**JOB**: Return each line of the material verbatim.

**MATERIAL PROVIDED**:
*-*-*

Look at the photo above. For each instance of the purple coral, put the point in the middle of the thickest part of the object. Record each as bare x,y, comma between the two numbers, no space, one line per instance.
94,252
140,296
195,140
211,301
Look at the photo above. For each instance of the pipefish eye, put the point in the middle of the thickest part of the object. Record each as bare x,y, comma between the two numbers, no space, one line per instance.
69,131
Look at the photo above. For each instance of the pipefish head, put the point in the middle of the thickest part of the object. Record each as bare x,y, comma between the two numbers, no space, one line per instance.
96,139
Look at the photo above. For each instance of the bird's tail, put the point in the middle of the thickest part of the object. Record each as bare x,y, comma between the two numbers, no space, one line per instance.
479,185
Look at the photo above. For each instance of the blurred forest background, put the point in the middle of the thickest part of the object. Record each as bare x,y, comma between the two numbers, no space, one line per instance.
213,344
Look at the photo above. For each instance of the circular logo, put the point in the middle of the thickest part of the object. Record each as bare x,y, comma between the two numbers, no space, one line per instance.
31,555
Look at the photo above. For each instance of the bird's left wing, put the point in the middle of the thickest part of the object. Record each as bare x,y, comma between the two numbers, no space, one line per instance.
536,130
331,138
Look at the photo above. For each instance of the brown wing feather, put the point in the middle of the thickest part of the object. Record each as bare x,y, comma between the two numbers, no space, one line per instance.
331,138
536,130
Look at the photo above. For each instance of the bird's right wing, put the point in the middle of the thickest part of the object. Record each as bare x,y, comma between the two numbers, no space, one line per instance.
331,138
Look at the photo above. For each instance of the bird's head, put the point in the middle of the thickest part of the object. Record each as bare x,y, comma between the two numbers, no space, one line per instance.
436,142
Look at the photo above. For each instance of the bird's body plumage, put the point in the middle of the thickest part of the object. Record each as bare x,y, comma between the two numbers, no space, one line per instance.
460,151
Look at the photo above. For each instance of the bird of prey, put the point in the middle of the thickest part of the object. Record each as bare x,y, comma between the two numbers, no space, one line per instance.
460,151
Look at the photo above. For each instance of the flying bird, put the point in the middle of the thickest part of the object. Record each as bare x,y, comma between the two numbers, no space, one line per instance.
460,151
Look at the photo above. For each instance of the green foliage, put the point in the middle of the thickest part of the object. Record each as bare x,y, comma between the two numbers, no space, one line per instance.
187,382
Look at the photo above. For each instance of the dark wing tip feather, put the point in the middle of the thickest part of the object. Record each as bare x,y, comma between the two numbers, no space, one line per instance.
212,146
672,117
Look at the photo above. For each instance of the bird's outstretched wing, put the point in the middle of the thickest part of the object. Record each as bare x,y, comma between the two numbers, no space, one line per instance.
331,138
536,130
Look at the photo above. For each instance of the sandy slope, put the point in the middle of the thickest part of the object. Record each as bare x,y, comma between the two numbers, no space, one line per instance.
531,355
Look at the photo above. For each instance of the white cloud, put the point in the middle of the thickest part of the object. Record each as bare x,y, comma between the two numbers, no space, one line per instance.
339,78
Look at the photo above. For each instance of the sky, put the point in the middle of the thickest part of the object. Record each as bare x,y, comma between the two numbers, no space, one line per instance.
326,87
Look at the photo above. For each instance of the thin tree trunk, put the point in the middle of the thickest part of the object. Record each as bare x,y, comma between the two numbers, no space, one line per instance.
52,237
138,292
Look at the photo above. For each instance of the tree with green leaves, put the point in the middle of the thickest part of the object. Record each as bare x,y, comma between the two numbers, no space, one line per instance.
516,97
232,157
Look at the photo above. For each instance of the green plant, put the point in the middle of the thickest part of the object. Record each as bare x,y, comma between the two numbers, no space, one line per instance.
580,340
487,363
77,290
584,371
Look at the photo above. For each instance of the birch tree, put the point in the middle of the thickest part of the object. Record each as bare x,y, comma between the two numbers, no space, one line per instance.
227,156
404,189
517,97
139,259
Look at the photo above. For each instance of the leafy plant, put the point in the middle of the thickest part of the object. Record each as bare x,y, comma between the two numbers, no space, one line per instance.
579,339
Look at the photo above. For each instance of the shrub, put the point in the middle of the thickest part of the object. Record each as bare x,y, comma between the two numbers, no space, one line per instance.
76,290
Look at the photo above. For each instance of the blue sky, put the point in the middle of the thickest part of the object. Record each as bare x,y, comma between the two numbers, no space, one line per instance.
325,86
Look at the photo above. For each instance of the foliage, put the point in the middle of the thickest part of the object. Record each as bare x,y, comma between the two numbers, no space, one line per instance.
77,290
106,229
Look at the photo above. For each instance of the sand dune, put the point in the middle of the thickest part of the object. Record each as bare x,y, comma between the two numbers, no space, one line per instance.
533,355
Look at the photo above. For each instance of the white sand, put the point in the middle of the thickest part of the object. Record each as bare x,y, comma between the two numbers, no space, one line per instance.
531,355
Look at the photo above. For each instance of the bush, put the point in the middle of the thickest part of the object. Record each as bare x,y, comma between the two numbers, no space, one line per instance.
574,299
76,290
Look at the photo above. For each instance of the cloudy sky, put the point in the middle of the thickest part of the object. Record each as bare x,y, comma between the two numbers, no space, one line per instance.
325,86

*-*-*

**SOLVED EXERCISE**:
Look at the photo above. For each instance of the purple coral, put the point in the middle of the thickest part of the object. Record each as bare x,y, comma between the two numbers, no space, one line per instance.
94,252
140,296
195,140
211,301
Look at the photo above. For each instance of the pipefish eye, put the point in the middle of the thickest part of the object. Record each as bare x,y, comma between the two numbers, no space, one line per instance.
69,131
Look at the photo above. For each instance of the pipefish head, put the point in the middle of the thickest part of the object. Record each as bare x,y, comma between the two numbers, no space, one line per instance.
96,139
Look at the photo above. For each instance of the bird's tail, put the point in the middle of the thickest part of the object. Record each as bare x,y, comma between the two numbers, no space, one line per instance.
479,185
Look at the photo above. For each instance of the blurred forest background, put the point in the middle of the thickest part of the object. Record each as bare x,y, comma between the two numbers, no space, one line per instance.
213,344
Look at the photo above. For each instance of the circular logo, put the point in the middle of the thickest part of the object. Record each as bare x,y, comma between the two numbers, no space, one line per instance.
31,555
Look at the photo above. For each instance of the bird's left wing, put the point in the middle of the thickest part of the object. Record each as bare x,y, comma between the two numbers, no space, one line per instance.
536,130
331,138
Look at the photo above. For each instance of the brown wing feather, put the point in the middle of the thickest part of the object. Record each as bare x,y, comma between the two numbers, no space, one line per instance.
331,138
536,130
Look at the photo above. For each instance of the bird's right wing, put the point in the middle of the thickest part of the object. Record each as bare x,y, comma between the two numbers, no space, one line per instance.
331,138
Look at the photo above. For each instance of the bird's head, put the point in the middle of the thickest part of the object. Record each as bare x,y, comma between the two numbers, no space, one line per instance.
436,142
Look at the photo above. For each instance of the bird's body plumage, put the point in the middle of the thickest part of the object. Record each as bare x,y, comma between the two numbers, no space, one line per instance.
460,151
Look at the photo above. For each instance of the bird of prey, put the point in the middle of the thickest part of the object. Record each as bare x,y, comma between the two numbers, no space, one line per instance.
460,151
Look at the photo above. For each instance of the flying bird, put the point in the middle of the thickest part of the object. Record each as bare x,y, comma between the two numbers, no space, one line per instance.
460,151
Look at the photo above. For each instance of the green foliage, put the point in the middle of the thickest part of the object. Record each as bare x,y, comma between the two numbers, no space, one line per instance.
187,382
Look at the photo above. For each instance of the dark wing tip feather, put the point in the middle of the thickest part of the object. Record each as bare x,y, comma between the two numbers, no space, one line per instance.
212,146
672,117
Look at the photo above. For each instance of the bird's outstretched wing, put the point in the middle of the thickest part of the object. Record each as bare x,y, comma between the two numbers, no space, one line per instance.
331,138
536,130
Look at the photo above. For each instance of the sandy slope, put the point in the middle of the thickest part of the object. Record each as bare x,y, comma between the two numbers, no space, one line per instance.
531,355
Look at the photo above. For each instance of the white cloud, put the point in the middle of the thickest part of the object. Record each as bare x,y, comma between the two numbers, no space, one line per instance.
339,78
Look at the photo above. For each instance of the sky, put the point in the middle of the thickest part of the object. Record each as bare x,y, comma between the two numbers, no space, one line per instance.
326,87
Look at the photo above. For each instance of the thin tree trunk, put the point in the middle of the thickest part of the object. Record each as bare x,y, comma between the two numbers, no space, one line per instance.
52,237
138,292
Look at the photo above. For each instance of the tree with green leaves, put the point in the middle of the thickest part of the object. Record each as bare x,y, comma between the two numbers, no space, one line per instance.
516,97
232,157
Look at the photo above. For each instance of the green plant, put the point in the middle of the thickest part of the object. Record each as bare x,y, comma between the two numbers, no space, one line per instance.
580,340
487,363
77,290
584,371
Look at the photo above. For each instance of the birch tree, put the point in the middle of the thickest part of the object. Record each as bare x,y, comma between the two numbers, no space, one line per instance.
227,156
404,189
517,97
139,259
Look at the photo above. For each instance of the leafy plant, put the point in the middle of the thickest part of the object. Record each as bare x,y, comma between the two numbers, no space, one line per instance.
579,339
Look at the photo above. For each instance of the shrub, put the point in the middle of the thickest part of the object. Record each as bare x,y, comma between the two numbers, no space, one line per instance.
76,290
Look at the photo above. For each instance of the blue sky, put the point in the middle of the thickest part of the object. Record each as bare x,y, comma between the two numbers, no space, one line per instance.
325,86
Look at the photo above. For each instance of the foliage, put the point in the middle of the thickest part of the object. Record each as bare x,y, comma between the two numbers, no space, one line per instance.
77,290
106,229
Look at the photo above. For each instance of the sand dune, put the point in the middle of the thickest part of the object. Record each as bare x,y, comma between the two numbers, no space, one line per instance.
533,355
Look at the photo above. For each instance of the white sand, put the point in the middle of the thickest part of the object. Record each as bare x,y, comma between the two numbers, no space, one line per instance.
531,355
Look at the photo above. For each instance of the bush, put the point in the middle of the thickest part of the object. Record each as bare x,y, comma between the two numbers, no space, one line per instance.
574,299
76,290
Look at the photo above. For each instance of the cloudy sky, put the point in the middle of the thickest part of the object. Record each as bare x,y, comma between the two numbers, no space, one line per instance.
325,86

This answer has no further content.